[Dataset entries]
········

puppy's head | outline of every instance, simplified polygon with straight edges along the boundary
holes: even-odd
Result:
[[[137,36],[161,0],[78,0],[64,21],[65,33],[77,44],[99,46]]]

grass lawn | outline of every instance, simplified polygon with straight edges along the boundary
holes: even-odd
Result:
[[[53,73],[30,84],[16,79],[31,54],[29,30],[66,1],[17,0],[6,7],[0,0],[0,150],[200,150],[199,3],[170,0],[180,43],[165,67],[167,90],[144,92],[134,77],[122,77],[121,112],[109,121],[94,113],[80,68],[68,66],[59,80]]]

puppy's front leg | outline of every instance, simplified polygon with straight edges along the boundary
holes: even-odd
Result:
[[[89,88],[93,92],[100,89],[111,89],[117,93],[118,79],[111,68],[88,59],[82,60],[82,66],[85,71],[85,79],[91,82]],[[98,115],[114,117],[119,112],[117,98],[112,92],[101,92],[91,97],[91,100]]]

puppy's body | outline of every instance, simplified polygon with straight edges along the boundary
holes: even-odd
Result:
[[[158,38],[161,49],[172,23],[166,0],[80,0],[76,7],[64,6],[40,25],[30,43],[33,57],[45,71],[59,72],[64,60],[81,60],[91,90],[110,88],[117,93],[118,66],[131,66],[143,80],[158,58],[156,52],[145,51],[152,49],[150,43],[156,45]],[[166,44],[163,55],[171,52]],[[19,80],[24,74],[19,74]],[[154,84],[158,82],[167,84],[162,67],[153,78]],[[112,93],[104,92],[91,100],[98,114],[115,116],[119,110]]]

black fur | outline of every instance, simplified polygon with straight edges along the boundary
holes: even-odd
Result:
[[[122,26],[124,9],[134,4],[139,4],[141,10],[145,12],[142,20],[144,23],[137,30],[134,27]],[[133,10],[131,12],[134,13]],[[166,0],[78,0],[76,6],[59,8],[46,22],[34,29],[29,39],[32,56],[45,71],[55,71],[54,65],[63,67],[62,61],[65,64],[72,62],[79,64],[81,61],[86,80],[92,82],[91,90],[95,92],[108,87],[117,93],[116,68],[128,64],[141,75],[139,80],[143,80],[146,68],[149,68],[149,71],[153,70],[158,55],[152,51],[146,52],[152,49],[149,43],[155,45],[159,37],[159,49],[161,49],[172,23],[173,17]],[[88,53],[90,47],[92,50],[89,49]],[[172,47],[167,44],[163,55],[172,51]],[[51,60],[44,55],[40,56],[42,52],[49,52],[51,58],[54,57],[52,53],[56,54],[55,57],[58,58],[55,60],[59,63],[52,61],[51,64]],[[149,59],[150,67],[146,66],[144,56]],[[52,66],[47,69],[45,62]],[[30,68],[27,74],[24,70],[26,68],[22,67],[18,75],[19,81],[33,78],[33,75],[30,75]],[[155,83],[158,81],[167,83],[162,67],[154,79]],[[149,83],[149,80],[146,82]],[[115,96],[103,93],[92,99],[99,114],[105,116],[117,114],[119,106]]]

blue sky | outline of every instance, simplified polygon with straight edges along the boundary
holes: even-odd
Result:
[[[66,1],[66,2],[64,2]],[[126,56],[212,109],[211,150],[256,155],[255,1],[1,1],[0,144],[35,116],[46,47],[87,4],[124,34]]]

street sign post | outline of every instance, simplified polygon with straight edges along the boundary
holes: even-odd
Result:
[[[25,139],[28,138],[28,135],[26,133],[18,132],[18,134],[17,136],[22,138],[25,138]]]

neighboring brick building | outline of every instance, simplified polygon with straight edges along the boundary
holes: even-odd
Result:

········

### Problem statement
Copy out the part of the material that begins with the line containing "street sign post" and continues through the end of the material, reproducing every line unchanged.

### Response below
street sign post | outline of every instance, simplified polygon with straight edges along the boundary
holes: even-odd
Result:
[[[25,139],[28,138],[28,135],[26,133],[18,132],[18,134],[17,136],[22,138],[25,138]]]

neighboring brick building | outline of every instance, simplified polygon with straight edges along the boundary
holes: even-odd
Result:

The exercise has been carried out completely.